WHAT THE TASK ASKS: Nothing is to be left out: repeat every entry exactly as given.
(SOURCE MATERIAL Opens)
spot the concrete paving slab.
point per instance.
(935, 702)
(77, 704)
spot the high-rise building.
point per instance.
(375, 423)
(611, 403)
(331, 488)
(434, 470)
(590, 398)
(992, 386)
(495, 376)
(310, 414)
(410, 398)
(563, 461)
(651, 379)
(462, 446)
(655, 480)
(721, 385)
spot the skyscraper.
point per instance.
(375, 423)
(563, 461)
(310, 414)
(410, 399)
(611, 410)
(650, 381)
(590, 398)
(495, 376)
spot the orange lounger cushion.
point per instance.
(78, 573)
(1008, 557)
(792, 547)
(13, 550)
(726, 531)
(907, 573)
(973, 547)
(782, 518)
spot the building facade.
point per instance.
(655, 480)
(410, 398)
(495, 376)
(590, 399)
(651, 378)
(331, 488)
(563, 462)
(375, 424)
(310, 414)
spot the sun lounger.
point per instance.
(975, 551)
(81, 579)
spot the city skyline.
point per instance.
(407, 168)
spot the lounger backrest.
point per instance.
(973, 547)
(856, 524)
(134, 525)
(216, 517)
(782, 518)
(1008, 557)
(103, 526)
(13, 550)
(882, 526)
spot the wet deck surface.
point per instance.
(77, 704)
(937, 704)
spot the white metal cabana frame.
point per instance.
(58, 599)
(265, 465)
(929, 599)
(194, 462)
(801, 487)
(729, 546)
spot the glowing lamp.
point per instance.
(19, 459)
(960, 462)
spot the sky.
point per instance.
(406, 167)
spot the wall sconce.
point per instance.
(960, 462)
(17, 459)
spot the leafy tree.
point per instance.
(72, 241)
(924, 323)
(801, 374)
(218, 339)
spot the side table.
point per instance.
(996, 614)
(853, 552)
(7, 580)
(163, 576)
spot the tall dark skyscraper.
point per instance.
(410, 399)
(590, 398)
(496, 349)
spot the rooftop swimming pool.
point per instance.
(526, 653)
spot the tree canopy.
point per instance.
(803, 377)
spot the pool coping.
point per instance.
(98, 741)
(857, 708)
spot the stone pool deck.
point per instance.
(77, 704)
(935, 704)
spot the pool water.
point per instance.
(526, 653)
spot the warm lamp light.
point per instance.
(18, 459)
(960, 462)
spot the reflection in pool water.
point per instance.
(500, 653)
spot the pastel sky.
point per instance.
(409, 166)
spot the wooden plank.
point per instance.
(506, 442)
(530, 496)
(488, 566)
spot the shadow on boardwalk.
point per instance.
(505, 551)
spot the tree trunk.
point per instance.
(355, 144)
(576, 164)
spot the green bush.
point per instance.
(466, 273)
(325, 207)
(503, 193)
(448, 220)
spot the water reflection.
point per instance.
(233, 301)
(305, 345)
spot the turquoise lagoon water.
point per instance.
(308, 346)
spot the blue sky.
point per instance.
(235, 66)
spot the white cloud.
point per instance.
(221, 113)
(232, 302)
(SOURCE MATERIAL Closes)
ANSWER BOX:
spot the concrete paving slab.
point per instance.
(935, 702)
(77, 704)
spot the high-rise building.
point per instance.
(375, 423)
(611, 403)
(331, 488)
(434, 470)
(590, 398)
(992, 386)
(495, 376)
(310, 414)
(410, 398)
(563, 461)
(651, 379)
(462, 446)
(655, 480)
(721, 385)
spot the skyscraper.
point per instance.
(375, 423)
(563, 461)
(310, 414)
(410, 399)
(611, 410)
(650, 381)
(590, 398)
(495, 376)
spot the orange lounger cushion.
point per instance.
(78, 573)
(1008, 557)
(792, 547)
(13, 550)
(726, 531)
(907, 573)
(973, 547)
(782, 518)
spot the building facade.
point per instance.
(655, 480)
(410, 398)
(495, 376)
(590, 399)
(651, 378)
(331, 488)
(563, 462)
(375, 424)
(310, 414)
spot the sun lounger.
point per instance.
(975, 551)
(81, 579)
spot the city skyline.
point per instance.
(407, 168)
spot the lounger backrest.
point per instance.
(973, 547)
(856, 524)
(134, 525)
(216, 517)
(782, 518)
(1008, 557)
(103, 526)
(13, 550)
(882, 526)
spot the wet deck surface.
point per instance.
(77, 704)
(937, 704)
spot the white metal cabana frame.
point per instance.
(58, 599)
(265, 465)
(929, 599)
(194, 462)
(801, 487)
(729, 546)
spot the glowing lamp.
point per instance.
(19, 459)
(960, 462)
spot the sky.
point per instance.
(406, 167)
spot the wall sconce.
point per instance.
(960, 462)
(17, 459)
spot the leafy tree.
point per instance.
(72, 241)
(924, 323)
(801, 374)
(218, 339)
spot the side table.
point per instance.
(996, 614)
(853, 552)
(7, 580)
(163, 576)
spot the tall dark skyscraper.
point per instance.
(410, 399)
(590, 398)
(496, 349)
spot the rooftop swimming pool.
point per instance.
(526, 653)
spot the tree canopy.
point per instance.
(803, 377)
spot the pool coping.
point per instance.
(98, 741)
(857, 708)
spot the stone pool deck.
point per instance.
(77, 704)
(935, 704)
spot the pool water.
point per instance.
(526, 653)
spot the warm lamp light.
point per instance.
(18, 459)
(960, 462)
spot the reflection in pool water.
point per instance.
(500, 653)
spot the pastel sky.
point per instance.
(409, 166)
spot the wooden plank.
point per instance.
(506, 442)
(530, 496)
(488, 566)
spot the shadow on boardwalk.
point per instance.
(505, 551)
spot the tree trunk.
point per instance.
(355, 144)
(576, 164)
spot the green bush.
point per instance.
(466, 273)
(325, 207)
(503, 193)
(448, 220)
spot the water reflection.
point per instance.
(233, 301)
(305, 345)
spot the turquoise lagoon water.
point per instance.
(308, 346)
spot the blue sky.
point per instance.
(235, 66)
spot the white cloud.
point per instance.
(221, 113)
(232, 302)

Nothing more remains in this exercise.